Substitute "image" for every "UI screenshot" in the records below and reproduce them with nothing else changed.

= RECORDS TO USE =
START

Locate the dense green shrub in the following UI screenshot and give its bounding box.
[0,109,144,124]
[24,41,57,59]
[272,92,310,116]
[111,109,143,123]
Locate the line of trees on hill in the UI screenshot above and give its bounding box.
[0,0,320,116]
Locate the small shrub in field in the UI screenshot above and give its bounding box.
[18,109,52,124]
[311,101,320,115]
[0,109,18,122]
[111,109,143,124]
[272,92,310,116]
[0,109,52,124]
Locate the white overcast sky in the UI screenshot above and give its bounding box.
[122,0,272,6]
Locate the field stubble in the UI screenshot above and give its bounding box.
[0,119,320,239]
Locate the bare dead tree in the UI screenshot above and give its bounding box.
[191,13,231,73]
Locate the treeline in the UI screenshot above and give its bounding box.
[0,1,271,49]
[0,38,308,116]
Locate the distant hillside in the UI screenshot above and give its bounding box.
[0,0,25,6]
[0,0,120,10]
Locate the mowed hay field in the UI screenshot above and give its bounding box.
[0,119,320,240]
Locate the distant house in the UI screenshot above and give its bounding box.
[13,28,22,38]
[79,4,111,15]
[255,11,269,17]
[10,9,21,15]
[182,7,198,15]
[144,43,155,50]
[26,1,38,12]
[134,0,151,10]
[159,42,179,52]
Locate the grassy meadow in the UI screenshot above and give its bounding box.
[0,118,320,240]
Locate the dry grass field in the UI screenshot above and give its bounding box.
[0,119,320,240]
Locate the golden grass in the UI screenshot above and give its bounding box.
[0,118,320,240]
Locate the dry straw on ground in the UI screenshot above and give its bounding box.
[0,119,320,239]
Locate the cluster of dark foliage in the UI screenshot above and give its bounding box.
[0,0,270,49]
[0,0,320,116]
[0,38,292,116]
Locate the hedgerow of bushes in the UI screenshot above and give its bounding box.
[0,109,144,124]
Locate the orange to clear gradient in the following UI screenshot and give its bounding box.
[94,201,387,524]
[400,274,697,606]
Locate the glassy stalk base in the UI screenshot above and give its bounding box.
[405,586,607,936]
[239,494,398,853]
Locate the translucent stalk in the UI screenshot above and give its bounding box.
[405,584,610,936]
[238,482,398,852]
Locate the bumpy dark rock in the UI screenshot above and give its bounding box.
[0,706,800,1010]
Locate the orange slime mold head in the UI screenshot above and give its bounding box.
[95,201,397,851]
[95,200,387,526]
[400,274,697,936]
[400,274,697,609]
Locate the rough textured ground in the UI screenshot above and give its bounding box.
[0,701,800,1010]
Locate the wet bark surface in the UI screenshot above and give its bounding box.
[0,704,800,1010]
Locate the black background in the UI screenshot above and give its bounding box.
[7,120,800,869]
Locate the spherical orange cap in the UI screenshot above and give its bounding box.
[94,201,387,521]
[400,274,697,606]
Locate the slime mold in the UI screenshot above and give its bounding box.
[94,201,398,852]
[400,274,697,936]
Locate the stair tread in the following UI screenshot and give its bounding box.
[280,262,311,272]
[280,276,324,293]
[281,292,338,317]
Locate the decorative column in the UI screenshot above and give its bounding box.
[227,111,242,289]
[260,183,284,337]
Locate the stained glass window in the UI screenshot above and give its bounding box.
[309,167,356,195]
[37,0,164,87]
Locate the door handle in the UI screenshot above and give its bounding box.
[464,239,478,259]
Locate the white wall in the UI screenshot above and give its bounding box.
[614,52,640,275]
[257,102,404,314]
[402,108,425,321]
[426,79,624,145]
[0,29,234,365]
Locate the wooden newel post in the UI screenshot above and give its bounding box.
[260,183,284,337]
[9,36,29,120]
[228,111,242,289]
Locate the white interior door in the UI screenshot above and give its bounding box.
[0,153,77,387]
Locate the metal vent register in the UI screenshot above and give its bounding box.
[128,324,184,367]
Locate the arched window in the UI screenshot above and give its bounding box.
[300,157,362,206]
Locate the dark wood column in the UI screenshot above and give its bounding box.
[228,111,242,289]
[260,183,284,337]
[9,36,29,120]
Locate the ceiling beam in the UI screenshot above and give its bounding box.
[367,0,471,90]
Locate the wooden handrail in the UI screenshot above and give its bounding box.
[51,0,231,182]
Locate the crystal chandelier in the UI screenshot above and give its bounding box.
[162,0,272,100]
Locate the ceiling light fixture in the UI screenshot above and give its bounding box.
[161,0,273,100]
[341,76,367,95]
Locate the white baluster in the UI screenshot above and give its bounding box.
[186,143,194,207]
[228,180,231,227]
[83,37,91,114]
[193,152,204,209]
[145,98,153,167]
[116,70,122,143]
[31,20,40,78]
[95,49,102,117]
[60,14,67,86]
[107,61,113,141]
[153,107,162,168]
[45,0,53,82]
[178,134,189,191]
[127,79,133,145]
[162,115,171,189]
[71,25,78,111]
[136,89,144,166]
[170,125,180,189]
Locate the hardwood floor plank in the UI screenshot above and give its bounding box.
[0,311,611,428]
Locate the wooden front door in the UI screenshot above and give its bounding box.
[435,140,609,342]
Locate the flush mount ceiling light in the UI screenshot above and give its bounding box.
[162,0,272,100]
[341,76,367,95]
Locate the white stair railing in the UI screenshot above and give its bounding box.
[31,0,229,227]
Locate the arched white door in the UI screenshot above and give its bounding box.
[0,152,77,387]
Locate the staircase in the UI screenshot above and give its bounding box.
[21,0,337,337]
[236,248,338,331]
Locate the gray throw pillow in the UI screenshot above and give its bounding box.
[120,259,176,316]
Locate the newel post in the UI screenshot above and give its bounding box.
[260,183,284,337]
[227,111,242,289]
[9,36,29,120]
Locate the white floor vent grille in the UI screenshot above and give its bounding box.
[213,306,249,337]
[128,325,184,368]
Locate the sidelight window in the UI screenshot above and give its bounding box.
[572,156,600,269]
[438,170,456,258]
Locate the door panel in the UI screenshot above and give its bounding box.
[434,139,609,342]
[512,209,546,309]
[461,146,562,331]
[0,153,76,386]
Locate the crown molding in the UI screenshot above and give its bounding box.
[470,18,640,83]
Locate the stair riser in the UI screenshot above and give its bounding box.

END

= ANSWER IN FULL =
Locate the dense green shrub in the following image and give its bounding box.
[0,109,144,124]
[24,41,57,59]
[272,92,310,116]
[111,109,143,123]
Locate the line of trees on hill in the image above and give its bounding box.
[0,0,320,116]
Locate the small shrub in field in the image above and give its bounding box.
[18,109,52,124]
[311,101,320,115]
[0,109,18,122]
[111,109,143,124]
[272,92,310,116]
[0,109,52,124]
Locate the white overcast sky in the image above and give its bounding box.
[122,0,272,6]
Locate the field stubble in the image above and give its bounding box.
[0,119,320,239]
Locate the bare dead tree in the image above and give its bounding box.
[191,13,231,73]
Locate the treeline in the image above and give its bounding box.
[0,1,271,49]
[0,38,308,116]
Locate the distant hillside in the image above and give its bounding box.
[0,0,25,6]
[0,0,120,10]
Locate the mowed hay field in the image above and give its bounding box.
[0,119,320,240]
Locate the distant house in the image above and give its bounding box.
[13,28,22,38]
[79,4,111,15]
[255,11,269,17]
[10,9,21,15]
[182,7,198,15]
[144,43,155,50]
[26,1,38,12]
[134,0,151,10]
[159,42,179,52]
Locate the grassy meadow in the image above and give its bounding box.
[0,118,320,240]
Locate the dry grass field in the image above and give its bounding box.
[0,119,320,240]
Locate the golden grass in the image above and give its bounding box.
[0,118,320,240]
Locate the dry straw on ground in the image above and give its bounding box.
[0,119,320,239]
Locate the cluster of dark foliage in the image above and give its bounding box.
[0,0,270,49]
[0,0,320,116]
[0,38,292,116]
Locate the hedgerow of bushes in the image above and give its bounding box.
[0,109,144,124]
Locate the orange to clear gradient in the following image and give its bounding box.
[94,201,387,524]
[400,274,697,606]
Locate the glassy stalk base in the image above and give its bounding box.
[405,586,607,936]
[239,494,398,853]
Locate the translucent stalk in the image above and give its bounding box.
[405,584,610,936]
[238,482,398,852]
Locate the bumpy dark rock in the image above and give its bounding box.
[0,706,800,1010]
Locate the orange slime mold head in the image above and give its bounding box.
[95,201,397,851]
[95,200,387,526]
[400,274,697,936]
[400,274,697,609]
Locate the rough textured ground in the image above and give its bounding box.
[0,701,800,1010]
Locate the wet bark surface in the image above and give its bounding box.
[0,704,800,1010]
Locate the black background in the image above and give its bounding box.
[7,120,800,869]
Locate the spherical orange cap in the image above and give its bounding box.
[94,201,387,521]
[400,274,697,606]
Locate the slime mold in the image above and give its bounding box.
[94,201,398,852]
[400,274,697,936]
Locate the stair tread in the following image and give its bounding box.
[280,262,311,272]
[280,276,324,293]
[281,292,338,317]
Locate the decorative column in the image above and give its bounding box.
[227,111,242,289]
[260,183,284,337]
Locate the stained glass window in the image above and give its bounding box.
[309,167,356,195]
[37,0,164,87]
Locate the door handle in the image above and give its bounding box.
[464,239,478,259]
Locate the white wall in the image above and give its bounding box.
[614,52,640,275]
[257,102,404,314]
[402,108,425,321]
[426,79,624,145]
[0,29,234,365]
Locate the wooden newel post in the image above and give its bounding box.
[260,183,284,337]
[9,36,29,120]
[228,111,242,289]
Locate the white interior door in the image above and give its bounding box.
[0,153,77,387]
Locate the metal vent register in the image above and give its bounding box.
[128,324,184,367]
Locate the arched window in the image above and give its bounding box.
[300,157,362,206]
Locate the dark wood column in the image above and give its bounding box.
[228,111,242,289]
[260,183,284,337]
[9,36,29,120]
Locate the ceiling beam in the image above and give its bounding box.
[367,0,471,90]
Locate the wooden handrail in the image above and give its bounding box.
[51,0,231,182]
Locate the crystal chandelier in the image above and give its bounding box.
[162,0,272,100]
Locate the ceiling light fixture in the image above and give its bounding box.
[161,0,273,100]
[341,76,367,95]
Locate the white baluster in the image above and give its bounding box.
[186,143,194,207]
[228,180,231,227]
[83,37,91,114]
[193,152,204,209]
[145,98,153,167]
[116,70,122,143]
[31,20,40,78]
[95,49,102,117]
[60,14,67,86]
[107,61,113,141]
[153,107,162,168]
[45,0,53,82]
[178,134,189,191]
[127,79,133,145]
[162,115,171,189]
[71,25,78,111]
[136,89,144,166]
[170,125,180,189]
Locate the hardwood floor plank in the image above and give its bounding box.
[0,311,611,428]
Locate the wooden front door in the image above and give its bounding box.
[435,140,609,342]
Locate the flush mount ceiling light in the image above and give its bounding box.
[162,0,272,100]
[341,76,367,95]
Locate the white stair railing in the image above and give its bounding box.
[31,0,229,227]
Locate the arched white door in the image above and give its bounding box.
[0,152,77,387]
Locate the staircase in the image above and give its bounding box.
[21,0,337,337]
[236,248,338,331]
Locate the gray throw pillow in the image above and give its bounding box.
[120,259,176,316]
Locate the newel post in the image above and give its bounding box.
[260,183,284,337]
[227,111,242,289]
[9,36,29,120]
Locate the white floor vent grille in the image above and give its bounding box.
[213,306,249,337]
[128,325,184,368]
Locate the sidelight window in the image above and give its bounding box.
[572,156,600,269]
[438,170,456,258]
Locate the door panel in the image above and give its bounding box.
[434,139,609,342]
[512,209,546,309]
[461,146,562,331]
[0,153,76,386]
Locate the crown molding in the image above and give its bounding box.
[470,18,640,83]
Locate the stair riser in the image above and give its bounding box.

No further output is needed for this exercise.